**INSTRUCTION A:**
Answer these questions from the text below on escaping spaces in rsync remote paths:
(i) What does rsync on the initiator machine send to the remote machine using ssh?
(ii) What does the writer usually wrap each argument in, and what does the writer wrap the whole expression in?
(iii) When quoting is not enough, what does the writer usually set up instead?

**TEXT PASSAGE:**
####################
Escaping spaces in a remote path when using rsync over a remote SSH connection
On the initiator machine, rsync
builds up a command line that invokes the rsync target on the remote machine, then sends that command line using ssh.... as a single string. That single string is passed to the shell to parse, split into arguments and execute rsync
. I have no idea why is that done, instead of packing the (already splitted, expanded and unquoted) arguments in some binary-safe container to the remote rsync.
That means that your arguments will be parsed by two different shells, quote and requote accordingly. Usually, I wrap each argument with double-quotes, and then the whole expression on single-quotes. sometimes it's not enough, or it can be complicated if you want the same expression to be used locally and remotely.
In that cases, I usually set some soft links with simple, no-spaces, all-ASCII names, and use that.
####################
**Pointing and labeling entries:**
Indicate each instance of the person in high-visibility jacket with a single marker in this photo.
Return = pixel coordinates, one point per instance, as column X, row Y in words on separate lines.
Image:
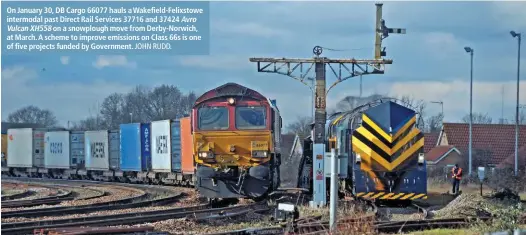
column 457, row 176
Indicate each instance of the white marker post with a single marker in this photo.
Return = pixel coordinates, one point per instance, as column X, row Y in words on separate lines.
column 334, row 190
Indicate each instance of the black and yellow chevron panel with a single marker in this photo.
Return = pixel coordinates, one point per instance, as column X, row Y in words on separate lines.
column 391, row 196
column 388, row 139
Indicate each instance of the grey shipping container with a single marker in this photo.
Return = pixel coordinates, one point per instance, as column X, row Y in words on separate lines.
column 77, row 149
column 115, row 151
column 175, row 127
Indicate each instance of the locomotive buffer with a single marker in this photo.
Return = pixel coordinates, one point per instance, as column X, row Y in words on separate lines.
column 343, row 69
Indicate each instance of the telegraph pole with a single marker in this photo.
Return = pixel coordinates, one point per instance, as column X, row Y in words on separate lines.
column 343, row 69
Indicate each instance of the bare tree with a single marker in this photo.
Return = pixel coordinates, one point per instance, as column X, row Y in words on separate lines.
column 351, row 102
column 33, row 114
column 478, row 118
column 301, row 126
column 419, row 106
column 434, row 123
column 165, row 102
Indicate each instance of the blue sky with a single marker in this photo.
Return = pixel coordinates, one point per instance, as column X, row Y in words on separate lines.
column 429, row 61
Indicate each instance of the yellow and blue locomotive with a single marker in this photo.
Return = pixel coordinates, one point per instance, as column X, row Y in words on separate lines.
column 380, row 152
column 237, row 138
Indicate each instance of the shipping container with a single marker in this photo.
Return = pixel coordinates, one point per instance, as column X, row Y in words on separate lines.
column 135, row 147
column 38, row 147
column 97, row 150
column 20, row 147
column 115, row 151
column 161, row 143
column 4, row 149
column 77, row 149
column 56, row 150
column 187, row 152
column 130, row 147
column 176, row 145
column 146, row 146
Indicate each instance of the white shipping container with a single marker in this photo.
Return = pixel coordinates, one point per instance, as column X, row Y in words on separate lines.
column 161, row 142
column 56, row 154
column 20, row 147
column 96, row 149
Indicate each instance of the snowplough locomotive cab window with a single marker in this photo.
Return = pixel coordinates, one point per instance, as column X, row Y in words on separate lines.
column 251, row 118
column 213, row 118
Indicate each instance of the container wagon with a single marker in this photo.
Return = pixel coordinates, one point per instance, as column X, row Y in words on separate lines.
column 26, row 148
column 135, row 152
column 167, row 152
column 57, row 153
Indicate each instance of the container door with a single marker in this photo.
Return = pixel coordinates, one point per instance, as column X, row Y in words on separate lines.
column 114, row 145
column 146, row 159
column 77, row 149
column 161, row 141
column 38, row 148
column 176, row 146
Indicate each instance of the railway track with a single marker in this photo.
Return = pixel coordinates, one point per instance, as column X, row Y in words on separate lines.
column 23, row 194
column 125, row 203
column 196, row 213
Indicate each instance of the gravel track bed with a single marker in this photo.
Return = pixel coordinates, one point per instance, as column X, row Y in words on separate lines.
column 86, row 192
column 181, row 226
column 190, row 200
column 114, row 193
column 11, row 191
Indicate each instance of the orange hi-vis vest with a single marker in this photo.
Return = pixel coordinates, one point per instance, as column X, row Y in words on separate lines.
column 457, row 174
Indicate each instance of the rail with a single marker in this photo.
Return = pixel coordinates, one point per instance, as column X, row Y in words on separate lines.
column 132, row 218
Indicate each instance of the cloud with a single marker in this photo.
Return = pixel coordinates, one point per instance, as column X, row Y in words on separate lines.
column 113, row 61
column 226, row 62
column 64, row 60
column 487, row 95
column 510, row 13
column 228, row 27
column 70, row 101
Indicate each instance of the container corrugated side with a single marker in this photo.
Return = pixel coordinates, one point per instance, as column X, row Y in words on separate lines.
column 115, row 152
column 38, row 147
column 56, row 150
column 187, row 156
column 4, row 149
column 176, row 145
column 77, row 149
column 161, row 141
column 130, row 147
column 96, row 148
column 20, row 147
column 146, row 146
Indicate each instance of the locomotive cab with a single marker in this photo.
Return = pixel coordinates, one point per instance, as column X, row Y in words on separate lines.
column 236, row 135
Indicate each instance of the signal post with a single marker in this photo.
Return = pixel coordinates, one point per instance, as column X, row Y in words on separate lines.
column 343, row 69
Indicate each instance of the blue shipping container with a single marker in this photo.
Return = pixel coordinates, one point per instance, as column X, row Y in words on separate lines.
column 175, row 127
column 77, row 149
column 114, row 149
column 146, row 138
column 135, row 147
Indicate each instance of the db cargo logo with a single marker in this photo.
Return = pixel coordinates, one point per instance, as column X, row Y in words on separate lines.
column 162, row 144
column 97, row 150
column 55, row 148
column 146, row 140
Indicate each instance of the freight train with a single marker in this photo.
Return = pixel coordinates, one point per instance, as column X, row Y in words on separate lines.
column 228, row 148
column 379, row 150
column 237, row 136
column 152, row 153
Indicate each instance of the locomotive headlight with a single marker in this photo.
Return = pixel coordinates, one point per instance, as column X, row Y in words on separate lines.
column 421, row 158
column 206, row 154
column 260, row 154
column 358, row 158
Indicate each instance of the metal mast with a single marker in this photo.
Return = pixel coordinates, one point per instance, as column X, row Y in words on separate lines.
column 343, row 69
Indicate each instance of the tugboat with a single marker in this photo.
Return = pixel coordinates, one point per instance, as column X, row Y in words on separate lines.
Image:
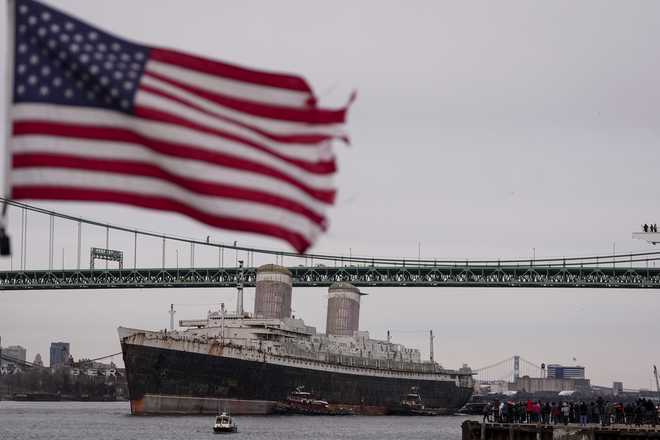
column 412, row 405
column 302, row 402
column 224, row 424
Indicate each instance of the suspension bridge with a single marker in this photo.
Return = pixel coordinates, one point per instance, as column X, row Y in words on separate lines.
column 614, row 271
column 508, row 370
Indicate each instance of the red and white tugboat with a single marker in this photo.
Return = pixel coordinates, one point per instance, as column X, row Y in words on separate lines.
column 224, row 424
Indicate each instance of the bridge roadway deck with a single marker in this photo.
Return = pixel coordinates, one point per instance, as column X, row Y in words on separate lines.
column 362, row 276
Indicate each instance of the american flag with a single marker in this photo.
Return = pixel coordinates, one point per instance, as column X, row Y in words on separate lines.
column 95, row 117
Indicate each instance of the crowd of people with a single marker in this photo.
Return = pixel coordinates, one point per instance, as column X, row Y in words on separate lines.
column 600, row 411
column 649, row 228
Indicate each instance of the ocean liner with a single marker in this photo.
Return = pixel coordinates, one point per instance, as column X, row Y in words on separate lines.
column 249, row 363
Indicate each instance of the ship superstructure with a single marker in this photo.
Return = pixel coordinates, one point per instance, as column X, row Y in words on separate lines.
column 252, row 362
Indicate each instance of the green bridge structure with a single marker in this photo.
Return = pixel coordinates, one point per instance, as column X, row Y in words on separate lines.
column 367, row 276
column 614, row 271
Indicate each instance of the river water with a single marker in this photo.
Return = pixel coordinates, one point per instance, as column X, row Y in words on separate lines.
column 91, row 420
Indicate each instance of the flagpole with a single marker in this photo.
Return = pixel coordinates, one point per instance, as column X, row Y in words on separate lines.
column 9, row 92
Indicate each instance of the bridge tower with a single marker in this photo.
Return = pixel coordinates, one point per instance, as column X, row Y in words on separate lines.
column 516, row 367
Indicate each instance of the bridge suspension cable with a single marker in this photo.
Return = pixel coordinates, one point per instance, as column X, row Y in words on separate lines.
column 583, row 261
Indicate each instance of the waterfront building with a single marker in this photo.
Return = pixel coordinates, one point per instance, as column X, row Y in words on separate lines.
column 59, row 353
column 13, row 351
column 556, row 371
column 545, row 384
####################
**INSTRUCTION B:** In the records, rename "bridge" to "viaduct" in the lines from the one holding "Indicate each instance of the flagpole" through the end of the records, inclusive. Write out only those lines, with nothing else changed.

**CORRECT RESULT A:**
(i) A command line that invokes the rsync target on the remote machine, sent as a single string.
(ii) Each argument goes in double quotes, and the whole expression goes in single quotes.
(iii) Soft links with simple, no-spaces, all-ASCII names.

**CORRECT RESULT B:**
Indicate each instance of the flagpole with a single marker in this photo.
Return = pixel coordinates, one point per instance, as column X, row Y in words on separate lines.
column 9, row 92
Indicate each instance of the viaduct tower with a single marker in this photo.
Return = pixel coordinates, one point per instance, as column X, row Y in words on separate lines.
column 516, row 367
Indicate each instance of the viaduct suspension cable with a single marker in this photo.
Return = pixel coordinates, one point per instance, as column X, row Y in words on separate lines.
column 583, row 261
Indicate each instance of the waterfront building with a single marker in this photo.
Return = pixel coordinates, one point per instance, as column X, row Y in words on separate lines.
column 59, row 353
column 13, row 351
column 556, row 371
column 545, row 384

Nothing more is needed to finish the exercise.